EXERCISE> Quote precisely the final stretch of the listing: start at the line containing "Could you please point out the yellow leaf" and stop after the last line.

*** PROVIDED ENTRIES

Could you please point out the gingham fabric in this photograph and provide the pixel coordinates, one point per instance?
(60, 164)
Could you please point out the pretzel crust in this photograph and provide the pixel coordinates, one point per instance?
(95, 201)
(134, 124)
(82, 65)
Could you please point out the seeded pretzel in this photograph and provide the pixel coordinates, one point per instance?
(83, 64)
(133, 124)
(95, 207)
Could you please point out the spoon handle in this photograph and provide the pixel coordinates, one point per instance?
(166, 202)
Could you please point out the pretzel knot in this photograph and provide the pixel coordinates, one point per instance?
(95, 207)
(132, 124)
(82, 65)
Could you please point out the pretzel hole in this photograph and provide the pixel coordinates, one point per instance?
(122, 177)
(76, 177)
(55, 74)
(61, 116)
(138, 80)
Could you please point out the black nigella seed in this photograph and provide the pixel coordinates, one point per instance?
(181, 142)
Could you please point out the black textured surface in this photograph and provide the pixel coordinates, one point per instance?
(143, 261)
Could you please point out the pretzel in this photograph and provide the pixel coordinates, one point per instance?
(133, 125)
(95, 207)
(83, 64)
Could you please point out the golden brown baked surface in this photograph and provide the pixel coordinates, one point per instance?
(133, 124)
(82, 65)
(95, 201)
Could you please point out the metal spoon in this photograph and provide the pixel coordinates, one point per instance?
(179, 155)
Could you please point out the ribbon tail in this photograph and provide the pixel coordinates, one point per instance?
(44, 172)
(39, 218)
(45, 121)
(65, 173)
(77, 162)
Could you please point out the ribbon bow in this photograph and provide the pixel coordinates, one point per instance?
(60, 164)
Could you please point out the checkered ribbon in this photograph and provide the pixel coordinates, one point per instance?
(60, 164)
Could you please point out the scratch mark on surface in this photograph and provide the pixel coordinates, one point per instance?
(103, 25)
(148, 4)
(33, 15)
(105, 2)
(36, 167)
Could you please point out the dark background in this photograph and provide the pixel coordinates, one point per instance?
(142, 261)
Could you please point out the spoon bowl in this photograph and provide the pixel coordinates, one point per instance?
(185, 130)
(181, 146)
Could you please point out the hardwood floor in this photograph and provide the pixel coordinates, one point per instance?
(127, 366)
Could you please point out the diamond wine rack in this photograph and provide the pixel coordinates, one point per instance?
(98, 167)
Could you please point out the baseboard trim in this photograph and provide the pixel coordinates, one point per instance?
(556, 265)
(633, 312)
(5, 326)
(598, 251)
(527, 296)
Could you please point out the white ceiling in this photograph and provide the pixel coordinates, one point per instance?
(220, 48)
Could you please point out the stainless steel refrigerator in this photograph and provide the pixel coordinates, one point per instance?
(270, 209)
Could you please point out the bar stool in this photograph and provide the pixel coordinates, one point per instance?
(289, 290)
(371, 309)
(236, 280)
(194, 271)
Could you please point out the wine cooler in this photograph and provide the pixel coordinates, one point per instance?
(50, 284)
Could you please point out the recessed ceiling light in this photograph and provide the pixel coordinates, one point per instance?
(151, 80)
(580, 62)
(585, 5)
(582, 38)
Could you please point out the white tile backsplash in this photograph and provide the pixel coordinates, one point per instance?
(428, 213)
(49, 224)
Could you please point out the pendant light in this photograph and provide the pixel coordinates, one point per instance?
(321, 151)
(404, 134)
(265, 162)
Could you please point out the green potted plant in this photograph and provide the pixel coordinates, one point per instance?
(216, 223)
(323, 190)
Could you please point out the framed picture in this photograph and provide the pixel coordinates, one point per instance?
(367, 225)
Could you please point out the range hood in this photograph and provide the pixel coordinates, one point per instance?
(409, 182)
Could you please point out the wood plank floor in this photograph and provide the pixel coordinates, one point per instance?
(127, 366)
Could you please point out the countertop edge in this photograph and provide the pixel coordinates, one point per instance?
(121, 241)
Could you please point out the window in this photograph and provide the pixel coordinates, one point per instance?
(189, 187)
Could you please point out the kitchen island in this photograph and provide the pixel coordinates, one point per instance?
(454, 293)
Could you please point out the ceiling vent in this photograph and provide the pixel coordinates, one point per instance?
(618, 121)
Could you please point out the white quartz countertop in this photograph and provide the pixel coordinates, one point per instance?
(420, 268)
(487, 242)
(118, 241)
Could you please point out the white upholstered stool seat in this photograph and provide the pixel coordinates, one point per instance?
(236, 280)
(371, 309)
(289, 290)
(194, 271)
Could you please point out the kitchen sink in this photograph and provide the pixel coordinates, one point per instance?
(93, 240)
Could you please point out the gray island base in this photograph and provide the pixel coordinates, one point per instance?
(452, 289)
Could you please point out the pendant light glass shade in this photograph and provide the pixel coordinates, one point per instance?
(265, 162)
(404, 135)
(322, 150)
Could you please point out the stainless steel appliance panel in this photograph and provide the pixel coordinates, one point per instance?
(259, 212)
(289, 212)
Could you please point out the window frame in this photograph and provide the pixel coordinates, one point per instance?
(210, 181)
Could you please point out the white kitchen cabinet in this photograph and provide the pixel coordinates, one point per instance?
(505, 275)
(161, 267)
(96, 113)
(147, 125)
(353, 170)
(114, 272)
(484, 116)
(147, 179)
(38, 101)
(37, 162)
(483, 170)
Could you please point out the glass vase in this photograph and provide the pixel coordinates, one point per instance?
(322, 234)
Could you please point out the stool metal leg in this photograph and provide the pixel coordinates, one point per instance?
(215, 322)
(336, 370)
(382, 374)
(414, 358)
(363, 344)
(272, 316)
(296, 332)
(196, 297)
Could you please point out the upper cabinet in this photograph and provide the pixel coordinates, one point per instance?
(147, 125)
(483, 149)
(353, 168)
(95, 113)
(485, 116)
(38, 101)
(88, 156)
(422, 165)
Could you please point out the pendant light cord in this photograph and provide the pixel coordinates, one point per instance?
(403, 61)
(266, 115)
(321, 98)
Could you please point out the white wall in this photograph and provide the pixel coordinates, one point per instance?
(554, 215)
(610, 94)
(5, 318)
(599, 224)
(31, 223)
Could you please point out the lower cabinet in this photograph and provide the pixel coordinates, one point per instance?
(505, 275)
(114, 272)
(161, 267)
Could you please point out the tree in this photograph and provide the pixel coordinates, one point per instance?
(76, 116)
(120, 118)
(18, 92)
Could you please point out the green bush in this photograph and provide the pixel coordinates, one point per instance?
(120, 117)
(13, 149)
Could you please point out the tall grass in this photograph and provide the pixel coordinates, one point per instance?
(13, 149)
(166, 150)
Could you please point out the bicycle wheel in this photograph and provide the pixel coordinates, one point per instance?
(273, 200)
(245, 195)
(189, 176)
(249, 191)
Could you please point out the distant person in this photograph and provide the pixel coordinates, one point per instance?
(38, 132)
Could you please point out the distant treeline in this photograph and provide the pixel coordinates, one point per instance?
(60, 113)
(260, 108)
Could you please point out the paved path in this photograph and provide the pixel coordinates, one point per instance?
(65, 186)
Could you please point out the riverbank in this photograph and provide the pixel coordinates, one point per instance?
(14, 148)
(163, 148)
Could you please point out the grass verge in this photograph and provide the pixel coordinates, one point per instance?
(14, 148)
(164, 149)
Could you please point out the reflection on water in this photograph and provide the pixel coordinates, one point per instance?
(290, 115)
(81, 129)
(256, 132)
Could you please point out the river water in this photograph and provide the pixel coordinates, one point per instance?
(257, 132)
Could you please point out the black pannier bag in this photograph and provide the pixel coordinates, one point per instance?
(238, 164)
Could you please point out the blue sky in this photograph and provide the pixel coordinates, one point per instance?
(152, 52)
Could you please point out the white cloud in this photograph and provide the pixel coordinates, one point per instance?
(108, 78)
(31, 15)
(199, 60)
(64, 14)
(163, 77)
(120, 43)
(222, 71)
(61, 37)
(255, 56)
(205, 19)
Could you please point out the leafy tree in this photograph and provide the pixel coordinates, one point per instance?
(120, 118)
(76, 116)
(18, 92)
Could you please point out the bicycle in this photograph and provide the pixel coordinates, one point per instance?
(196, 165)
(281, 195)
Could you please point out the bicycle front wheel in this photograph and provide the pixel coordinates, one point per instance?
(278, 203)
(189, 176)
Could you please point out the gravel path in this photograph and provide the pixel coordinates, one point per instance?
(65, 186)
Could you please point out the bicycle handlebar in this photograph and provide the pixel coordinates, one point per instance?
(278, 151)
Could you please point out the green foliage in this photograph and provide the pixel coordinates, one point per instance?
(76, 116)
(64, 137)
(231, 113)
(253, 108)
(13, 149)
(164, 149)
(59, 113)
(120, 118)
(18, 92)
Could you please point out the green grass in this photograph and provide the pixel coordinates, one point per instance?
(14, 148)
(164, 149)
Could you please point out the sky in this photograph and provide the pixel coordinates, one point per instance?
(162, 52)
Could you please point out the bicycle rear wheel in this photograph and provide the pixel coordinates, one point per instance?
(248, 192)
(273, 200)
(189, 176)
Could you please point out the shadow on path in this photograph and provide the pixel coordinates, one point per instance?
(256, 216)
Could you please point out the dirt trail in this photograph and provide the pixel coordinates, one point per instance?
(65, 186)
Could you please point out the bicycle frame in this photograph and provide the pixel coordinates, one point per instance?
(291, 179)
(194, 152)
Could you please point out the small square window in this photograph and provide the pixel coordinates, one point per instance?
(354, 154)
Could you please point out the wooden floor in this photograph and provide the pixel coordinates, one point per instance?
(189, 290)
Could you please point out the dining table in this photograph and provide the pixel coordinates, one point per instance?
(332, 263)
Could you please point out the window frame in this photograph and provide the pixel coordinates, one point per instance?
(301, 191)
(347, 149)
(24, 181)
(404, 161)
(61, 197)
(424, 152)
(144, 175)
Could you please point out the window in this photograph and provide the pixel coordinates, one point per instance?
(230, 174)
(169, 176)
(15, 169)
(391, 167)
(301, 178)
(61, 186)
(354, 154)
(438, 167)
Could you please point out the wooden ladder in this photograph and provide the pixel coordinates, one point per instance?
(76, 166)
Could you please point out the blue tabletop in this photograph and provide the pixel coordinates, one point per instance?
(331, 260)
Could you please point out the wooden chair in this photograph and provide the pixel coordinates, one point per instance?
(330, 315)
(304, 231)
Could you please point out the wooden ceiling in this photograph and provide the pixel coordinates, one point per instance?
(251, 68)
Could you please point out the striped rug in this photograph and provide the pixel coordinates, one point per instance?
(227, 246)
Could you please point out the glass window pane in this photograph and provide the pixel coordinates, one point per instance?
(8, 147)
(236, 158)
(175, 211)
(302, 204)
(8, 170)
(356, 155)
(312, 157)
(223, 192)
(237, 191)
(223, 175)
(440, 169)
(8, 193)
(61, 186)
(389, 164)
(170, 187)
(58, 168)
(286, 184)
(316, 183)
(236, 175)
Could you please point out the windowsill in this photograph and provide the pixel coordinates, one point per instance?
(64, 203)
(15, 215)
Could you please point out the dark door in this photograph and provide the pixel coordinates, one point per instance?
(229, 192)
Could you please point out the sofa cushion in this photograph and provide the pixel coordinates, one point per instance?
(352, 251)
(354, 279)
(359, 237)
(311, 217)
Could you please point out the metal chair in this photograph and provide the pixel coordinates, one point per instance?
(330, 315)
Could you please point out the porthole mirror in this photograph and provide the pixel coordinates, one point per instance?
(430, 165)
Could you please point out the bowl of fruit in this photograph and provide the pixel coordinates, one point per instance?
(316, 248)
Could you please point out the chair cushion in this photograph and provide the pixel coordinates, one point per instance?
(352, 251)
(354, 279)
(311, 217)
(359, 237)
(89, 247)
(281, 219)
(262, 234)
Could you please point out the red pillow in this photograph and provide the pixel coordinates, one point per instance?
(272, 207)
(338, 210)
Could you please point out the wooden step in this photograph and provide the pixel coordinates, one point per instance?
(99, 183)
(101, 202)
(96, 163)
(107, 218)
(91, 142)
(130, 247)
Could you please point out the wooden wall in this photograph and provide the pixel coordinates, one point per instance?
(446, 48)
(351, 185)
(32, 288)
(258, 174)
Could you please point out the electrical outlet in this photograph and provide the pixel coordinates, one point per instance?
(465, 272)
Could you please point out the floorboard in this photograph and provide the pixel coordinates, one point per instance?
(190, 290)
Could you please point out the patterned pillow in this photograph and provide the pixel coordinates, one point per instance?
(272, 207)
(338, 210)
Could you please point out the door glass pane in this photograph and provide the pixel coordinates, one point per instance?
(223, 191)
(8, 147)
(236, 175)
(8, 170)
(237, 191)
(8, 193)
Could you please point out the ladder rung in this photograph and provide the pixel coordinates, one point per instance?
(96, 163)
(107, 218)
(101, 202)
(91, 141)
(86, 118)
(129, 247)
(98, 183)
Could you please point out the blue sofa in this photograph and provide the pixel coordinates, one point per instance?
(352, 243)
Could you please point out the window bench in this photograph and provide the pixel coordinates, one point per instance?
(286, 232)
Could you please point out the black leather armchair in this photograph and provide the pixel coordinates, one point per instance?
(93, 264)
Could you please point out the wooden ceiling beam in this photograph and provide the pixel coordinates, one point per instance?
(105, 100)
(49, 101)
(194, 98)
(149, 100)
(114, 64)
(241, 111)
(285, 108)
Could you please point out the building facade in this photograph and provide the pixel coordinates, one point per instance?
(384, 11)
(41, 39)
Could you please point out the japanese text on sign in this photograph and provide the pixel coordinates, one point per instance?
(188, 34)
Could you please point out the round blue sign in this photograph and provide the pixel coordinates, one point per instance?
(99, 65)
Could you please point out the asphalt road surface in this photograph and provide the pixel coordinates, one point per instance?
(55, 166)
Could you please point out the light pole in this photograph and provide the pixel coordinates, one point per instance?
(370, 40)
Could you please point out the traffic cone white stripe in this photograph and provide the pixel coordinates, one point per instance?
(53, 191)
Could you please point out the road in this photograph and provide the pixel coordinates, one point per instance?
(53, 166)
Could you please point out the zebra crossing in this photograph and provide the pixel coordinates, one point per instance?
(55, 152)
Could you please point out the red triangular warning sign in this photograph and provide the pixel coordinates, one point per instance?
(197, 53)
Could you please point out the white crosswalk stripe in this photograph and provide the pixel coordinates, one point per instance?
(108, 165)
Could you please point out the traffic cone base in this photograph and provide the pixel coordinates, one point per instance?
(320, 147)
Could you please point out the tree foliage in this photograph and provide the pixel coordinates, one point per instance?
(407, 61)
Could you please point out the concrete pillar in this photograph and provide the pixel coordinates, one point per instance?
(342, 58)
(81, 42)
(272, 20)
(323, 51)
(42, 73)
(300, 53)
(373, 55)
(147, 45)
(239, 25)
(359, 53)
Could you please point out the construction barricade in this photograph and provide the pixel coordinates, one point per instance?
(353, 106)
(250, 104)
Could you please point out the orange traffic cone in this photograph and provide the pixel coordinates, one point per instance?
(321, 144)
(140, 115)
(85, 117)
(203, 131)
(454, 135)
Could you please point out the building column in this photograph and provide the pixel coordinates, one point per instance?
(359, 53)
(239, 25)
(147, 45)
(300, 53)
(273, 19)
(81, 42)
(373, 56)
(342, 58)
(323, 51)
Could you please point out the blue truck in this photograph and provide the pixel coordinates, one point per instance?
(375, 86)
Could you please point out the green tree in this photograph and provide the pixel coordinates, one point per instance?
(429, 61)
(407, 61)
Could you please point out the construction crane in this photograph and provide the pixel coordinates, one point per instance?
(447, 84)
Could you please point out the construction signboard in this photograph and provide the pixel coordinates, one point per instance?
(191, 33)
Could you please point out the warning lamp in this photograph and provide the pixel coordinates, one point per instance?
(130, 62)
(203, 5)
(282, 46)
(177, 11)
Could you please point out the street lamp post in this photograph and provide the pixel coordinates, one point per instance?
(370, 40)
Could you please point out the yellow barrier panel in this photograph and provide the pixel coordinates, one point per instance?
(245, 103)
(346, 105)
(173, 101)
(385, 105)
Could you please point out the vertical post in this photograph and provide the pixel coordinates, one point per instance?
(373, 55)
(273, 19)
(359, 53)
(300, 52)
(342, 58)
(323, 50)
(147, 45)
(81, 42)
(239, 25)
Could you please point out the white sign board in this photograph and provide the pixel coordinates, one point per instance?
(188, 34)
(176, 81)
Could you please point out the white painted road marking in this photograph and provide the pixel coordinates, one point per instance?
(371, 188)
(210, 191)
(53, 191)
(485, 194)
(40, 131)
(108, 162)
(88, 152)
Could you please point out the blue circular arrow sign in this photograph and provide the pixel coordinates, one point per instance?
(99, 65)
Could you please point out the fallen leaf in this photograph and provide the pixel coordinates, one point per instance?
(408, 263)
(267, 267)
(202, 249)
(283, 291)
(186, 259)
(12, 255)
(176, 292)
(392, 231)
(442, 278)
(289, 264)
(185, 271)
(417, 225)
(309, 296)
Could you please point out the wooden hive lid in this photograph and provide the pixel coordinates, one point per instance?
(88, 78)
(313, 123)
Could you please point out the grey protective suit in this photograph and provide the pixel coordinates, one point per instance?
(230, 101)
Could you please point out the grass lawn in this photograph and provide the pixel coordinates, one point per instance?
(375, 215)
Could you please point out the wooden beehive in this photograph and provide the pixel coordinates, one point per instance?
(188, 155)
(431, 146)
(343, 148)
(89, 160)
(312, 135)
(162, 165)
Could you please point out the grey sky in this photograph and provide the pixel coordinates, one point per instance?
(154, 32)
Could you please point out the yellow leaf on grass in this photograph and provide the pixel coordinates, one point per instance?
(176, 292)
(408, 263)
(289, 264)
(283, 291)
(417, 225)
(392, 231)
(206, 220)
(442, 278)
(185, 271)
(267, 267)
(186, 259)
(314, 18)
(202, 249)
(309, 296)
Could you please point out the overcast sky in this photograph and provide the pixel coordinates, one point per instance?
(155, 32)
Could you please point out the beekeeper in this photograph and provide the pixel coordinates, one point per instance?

******

TASK OUTPUT>
Could you please point out the yellow leaf on grass in this photograph and provide the pixel coordinates, one point per instance?
(176, 292)
(408, 263)
(289, 264)
(283, 291)
(417, 225)
(392, 231)
(206, 220)
(442, 278)
(185, 271)
(267, 267)
(186, 259)
(314, 18)
(202, 249)
(309, 296)
Could you please point out the overcast sky in this photograph and provide the pixel coordinates, one point per instance?
(155, 32)
Could you please point out the beekeeper in this photograph and provide the pixel coordinates, one point per instance?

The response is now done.